Quoted text –

TERMINATION AGREEMENT

 

AMONG

 

 

FEDERAL DEPOSIT INSURANCE CORPORATION

RECEIVER OF FIRST NATIONAL BANK
EDINBURG, TEXAS

 

FEDERAL DEPOSIT INSURANCE CORPORATION

 

and

 

PLAINSCAPITAL BANK

DALLAS, TEXAS

 

DATED AS OF

 

OCTOBER 17, 2018

 


 

TERMINATION AGREEMENT

 

THIS TERMINATION AGREEMENT (the “Agreement”), is made and entered into as of the 17th day of October, 2018, by and among the FEDERAL DEPOSIT INSURANCE CORPORATION as RECEIVER OF FIRST NATIONAL BANK, EDINBURG, TEXAS ( the “Receiver”), PLAINSCAPITAL BANK, organized under the  laws of the State of Texas and having its principal place of business in DALLAS, TEXAS  (the “Assuming Institution”), and the FEDERAL DEPOSIT INSURANCE CORPORATION, organized under the laws of the United States of America and having its principal office in Washington, D.C., acting in its corporate capacity (the “Corporation”).

 

RECITALS

 

A.                                    The Receiver, the Assuming Institution and the Corporation entered into a Purchase and Assumption Agreement (the “P&A Agreement”) dated as of September 13, 2013 with respect to certain assets and liabilities of First National Bank, Edinburg, Texas (a “Failed Bank) which includes a Single Family Shared-Loss Agreement as Exhibit 4.15A (the “SFSLA”) and a Commercial Shared-Loss Agreement as Exhibit 4.15B (the “CSLA”).

Provided records –
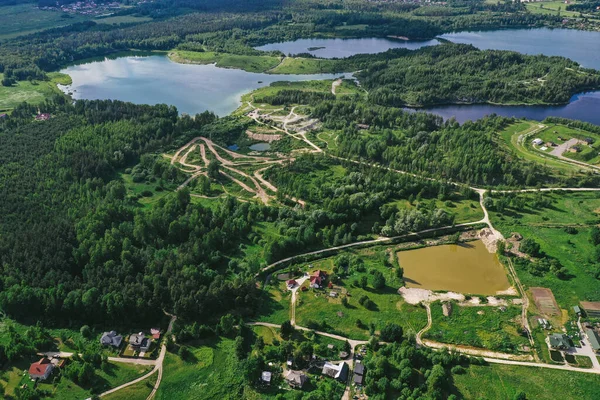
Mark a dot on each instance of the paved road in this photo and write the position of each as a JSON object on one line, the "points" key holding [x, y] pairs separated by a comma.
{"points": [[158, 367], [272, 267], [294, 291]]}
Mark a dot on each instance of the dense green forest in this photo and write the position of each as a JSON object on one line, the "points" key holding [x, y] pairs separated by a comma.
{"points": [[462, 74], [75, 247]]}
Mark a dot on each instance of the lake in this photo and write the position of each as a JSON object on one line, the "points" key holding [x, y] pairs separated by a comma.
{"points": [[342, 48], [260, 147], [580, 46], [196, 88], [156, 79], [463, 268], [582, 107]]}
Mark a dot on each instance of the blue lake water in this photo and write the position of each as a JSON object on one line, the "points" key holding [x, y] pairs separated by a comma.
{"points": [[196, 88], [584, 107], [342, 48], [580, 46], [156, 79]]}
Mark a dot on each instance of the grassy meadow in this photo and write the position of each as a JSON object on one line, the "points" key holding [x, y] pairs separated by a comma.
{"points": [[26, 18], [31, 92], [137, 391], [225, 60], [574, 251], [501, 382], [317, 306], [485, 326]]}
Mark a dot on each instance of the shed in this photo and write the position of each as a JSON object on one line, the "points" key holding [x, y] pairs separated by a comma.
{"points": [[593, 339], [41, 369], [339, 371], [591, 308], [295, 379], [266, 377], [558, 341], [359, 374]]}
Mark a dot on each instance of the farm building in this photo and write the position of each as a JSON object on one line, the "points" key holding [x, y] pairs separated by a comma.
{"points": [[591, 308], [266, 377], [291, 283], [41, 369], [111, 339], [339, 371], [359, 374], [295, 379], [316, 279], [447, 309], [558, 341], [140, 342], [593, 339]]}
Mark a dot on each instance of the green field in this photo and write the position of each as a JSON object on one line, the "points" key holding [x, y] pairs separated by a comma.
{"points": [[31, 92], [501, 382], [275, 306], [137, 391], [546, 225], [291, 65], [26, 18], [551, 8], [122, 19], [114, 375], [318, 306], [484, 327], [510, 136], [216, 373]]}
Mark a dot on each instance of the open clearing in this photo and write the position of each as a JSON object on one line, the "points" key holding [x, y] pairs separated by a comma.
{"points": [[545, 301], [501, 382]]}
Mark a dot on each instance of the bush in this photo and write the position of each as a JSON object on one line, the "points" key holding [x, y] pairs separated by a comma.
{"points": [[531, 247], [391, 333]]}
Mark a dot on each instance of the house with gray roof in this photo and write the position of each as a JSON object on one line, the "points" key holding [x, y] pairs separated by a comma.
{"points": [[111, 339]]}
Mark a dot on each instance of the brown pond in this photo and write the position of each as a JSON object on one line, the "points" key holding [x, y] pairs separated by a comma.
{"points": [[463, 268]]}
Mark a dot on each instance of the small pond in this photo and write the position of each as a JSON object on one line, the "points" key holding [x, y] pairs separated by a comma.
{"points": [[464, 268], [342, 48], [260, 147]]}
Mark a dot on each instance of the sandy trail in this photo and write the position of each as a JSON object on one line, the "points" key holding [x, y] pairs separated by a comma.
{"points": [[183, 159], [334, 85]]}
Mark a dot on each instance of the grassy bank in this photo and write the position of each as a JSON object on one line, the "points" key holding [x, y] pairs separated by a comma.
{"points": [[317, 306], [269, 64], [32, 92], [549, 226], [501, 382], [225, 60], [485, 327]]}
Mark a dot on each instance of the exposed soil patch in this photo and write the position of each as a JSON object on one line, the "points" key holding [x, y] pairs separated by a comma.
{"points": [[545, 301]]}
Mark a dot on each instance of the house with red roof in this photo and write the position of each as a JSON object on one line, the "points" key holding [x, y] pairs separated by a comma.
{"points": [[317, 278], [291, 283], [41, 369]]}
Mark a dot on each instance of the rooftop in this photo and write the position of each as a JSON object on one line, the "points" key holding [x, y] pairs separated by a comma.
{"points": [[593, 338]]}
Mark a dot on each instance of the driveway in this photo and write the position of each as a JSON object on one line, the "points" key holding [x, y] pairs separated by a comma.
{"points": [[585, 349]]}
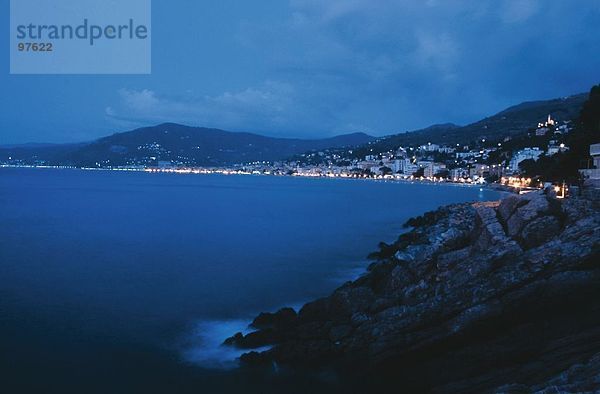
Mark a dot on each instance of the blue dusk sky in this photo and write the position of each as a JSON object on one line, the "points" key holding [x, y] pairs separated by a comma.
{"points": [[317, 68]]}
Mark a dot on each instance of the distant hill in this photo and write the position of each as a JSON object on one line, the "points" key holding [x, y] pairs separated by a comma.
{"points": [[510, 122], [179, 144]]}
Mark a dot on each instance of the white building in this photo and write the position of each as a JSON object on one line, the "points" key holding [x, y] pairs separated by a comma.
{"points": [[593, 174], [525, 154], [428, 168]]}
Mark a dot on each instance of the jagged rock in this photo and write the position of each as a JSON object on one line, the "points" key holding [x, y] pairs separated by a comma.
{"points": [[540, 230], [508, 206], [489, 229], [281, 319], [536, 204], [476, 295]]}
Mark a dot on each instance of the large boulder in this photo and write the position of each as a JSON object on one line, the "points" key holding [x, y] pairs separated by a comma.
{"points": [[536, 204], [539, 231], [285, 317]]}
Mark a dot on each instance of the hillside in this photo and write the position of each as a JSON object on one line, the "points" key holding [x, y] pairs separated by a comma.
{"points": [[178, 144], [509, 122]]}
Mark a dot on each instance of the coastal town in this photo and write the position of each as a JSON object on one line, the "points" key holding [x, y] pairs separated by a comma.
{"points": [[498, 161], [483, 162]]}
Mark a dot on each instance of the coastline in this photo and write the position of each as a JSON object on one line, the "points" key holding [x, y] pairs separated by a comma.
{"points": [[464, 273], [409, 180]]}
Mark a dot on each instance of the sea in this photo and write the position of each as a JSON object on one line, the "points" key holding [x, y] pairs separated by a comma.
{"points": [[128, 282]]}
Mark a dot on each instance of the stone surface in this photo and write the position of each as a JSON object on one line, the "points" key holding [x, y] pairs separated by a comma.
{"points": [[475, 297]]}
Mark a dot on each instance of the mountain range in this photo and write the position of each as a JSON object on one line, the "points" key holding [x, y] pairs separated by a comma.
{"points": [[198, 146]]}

Things to do –
A: Using the termination agreement, decide whether each statement agrees with it. Answer yes or no for each, and quote the words that decide it. (i) The P&A Agreement is dated as of September 13, 2013. (ii) PlainsCapital Bank is organized under the laws of the United States of America. (iii) The Commercial Shared-Loss Agreement is Exhibit 4.15A.
B: Translate this sentence from the termination agreement into Spanish: "THIS TERMINATION AGREEMENT (the “Agreement”), is made and entered into as of the 17th day of October, 2018, by and among the FEDERAL DEPOSIT INSURANCE CORPORATION as RECEIVER OF FIRST NATIONAL BANK, EDINBURG, TEXAS ( the “Receiver”), PLAINSCAPITAL BANK, organized under the  laws of the State of Texas and having its principal place of business in DALLAS, TEXAS  (the “Assuming Institution”), and the FEDERAL DEPOSIT INSURANCE CORPORATION, organized under the laws of the United States of America and having its principal office in Washington, D.C., acting in its corporate capacity (the “Corporation”)."
C: According to the termination agreement, where does the Federal Deposit Insurance Corporation acting in its corporate capacity have its principal office?

Replies –
A:
(i) Yes: "dated as of September 13, 2013"
(ii) No: "laws of the State of Texas and having its principal place of business in DALLAS, TEXAS"
(iii) No: "a Commercial Shared-Loss Agreement as Exhibit 4.15B"

B: ESTE ACUERDO DE TERMINACIÓN (el “Acuerdo”) se celebra y suscribe con fecha 17 de octubre de 2018, por y entre la FEDERAL DEPOSIT INSURANCE CORPORATION en calidad de SÍNDICO DE FIRST NATIONAL BANK, EDINBURG, TEXAS (el “Síndico”), PLAINSCAPITAL BANK, constituido conforme a las leyes del Estado de Texas y con su sede principal de negocios en DALLAS, TEXAS (la “Institución Adquirente”), y la FEDERAL DEPOSIT INSURANCE CORPORATION, constituida conforme a las leyes de los Estados Unidos de América y con su oficina principal en Washington, D.C., actuando en su capacidad corporativa (la “Corporación”).

C: Washington, D.C.